___ SOURCE EXCERPT
We account for these patterns by considering the extent to which each group is actually a group, the socio-historical context of intergroup conflict, and the national ideologies and other cultural repertoires on which group members rely. For instance, we show how the American Dream, Zionism, and Brazilian racial democracy enable some responses more than others.

We also argue that while racial groupness is more central for African Americans and Arab Palestinians, Mizrahim and Black Brazilians are similarly characterized by a weaker sense of group belonging, which leads them to interpret incidents quite differently than the previous two groups. Finally, we consider similarities and differences between men and women, as well as the middle class and the working class, to capture the extent to which racial identity overshadows the daily experiences of stigmatized groups across contexts.
______
(REQUIRED TASKS)
A. Answer these questions from the passage on stigmatized groups:
(i) Which national ideologies are given as examples of what enables some responses more than others?
(ii) For which two groups is racial groupness described as more central?
(iii) Besides men and women, which two groups are compared?
B. Reproduce the passage on stigmatized groups word for word from "We also argue" to "groups across contexts.".
___ GIVEN ENTRIES
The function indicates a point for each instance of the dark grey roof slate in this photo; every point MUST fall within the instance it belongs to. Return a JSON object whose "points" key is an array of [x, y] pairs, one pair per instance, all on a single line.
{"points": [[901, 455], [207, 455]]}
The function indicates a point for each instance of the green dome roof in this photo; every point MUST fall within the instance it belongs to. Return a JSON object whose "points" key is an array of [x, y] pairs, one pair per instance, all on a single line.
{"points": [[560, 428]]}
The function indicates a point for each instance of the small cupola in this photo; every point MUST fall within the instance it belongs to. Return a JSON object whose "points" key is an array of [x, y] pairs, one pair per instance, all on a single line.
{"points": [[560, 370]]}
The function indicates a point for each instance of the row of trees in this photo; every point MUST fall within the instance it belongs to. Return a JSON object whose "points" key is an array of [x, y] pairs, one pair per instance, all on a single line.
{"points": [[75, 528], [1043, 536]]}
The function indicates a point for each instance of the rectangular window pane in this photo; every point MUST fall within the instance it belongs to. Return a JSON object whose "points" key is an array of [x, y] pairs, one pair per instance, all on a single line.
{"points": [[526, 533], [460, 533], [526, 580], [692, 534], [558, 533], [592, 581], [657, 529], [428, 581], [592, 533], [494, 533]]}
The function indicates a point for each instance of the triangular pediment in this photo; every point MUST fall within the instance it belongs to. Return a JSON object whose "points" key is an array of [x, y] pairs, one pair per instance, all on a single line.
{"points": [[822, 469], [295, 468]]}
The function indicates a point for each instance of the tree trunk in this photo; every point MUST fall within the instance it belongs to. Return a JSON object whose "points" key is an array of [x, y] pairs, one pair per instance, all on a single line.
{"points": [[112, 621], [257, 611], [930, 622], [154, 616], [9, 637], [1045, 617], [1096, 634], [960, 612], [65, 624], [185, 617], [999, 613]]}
______
(ANSWER SET)
A.
(i) The American Dream, Zionism, and Brazilian racial democracy.
(ii) African Americans and Arab Palestinians.
(iii) The middle class and the working class.

B.
We also argue that while racial groupness is more central for African Americans and Arab Palestinians, Mizrahim and Black Brazilians are similarly characterized by a weaker sense of group belonging, which leads them to interpret incidents quite differently than the previous two groups. Finally, we consider similarities and differences between men and women, as well as the middle class and the working class, to capture the extent to which racial identity overshadows the daily experiences of stigmatized groups across contexts.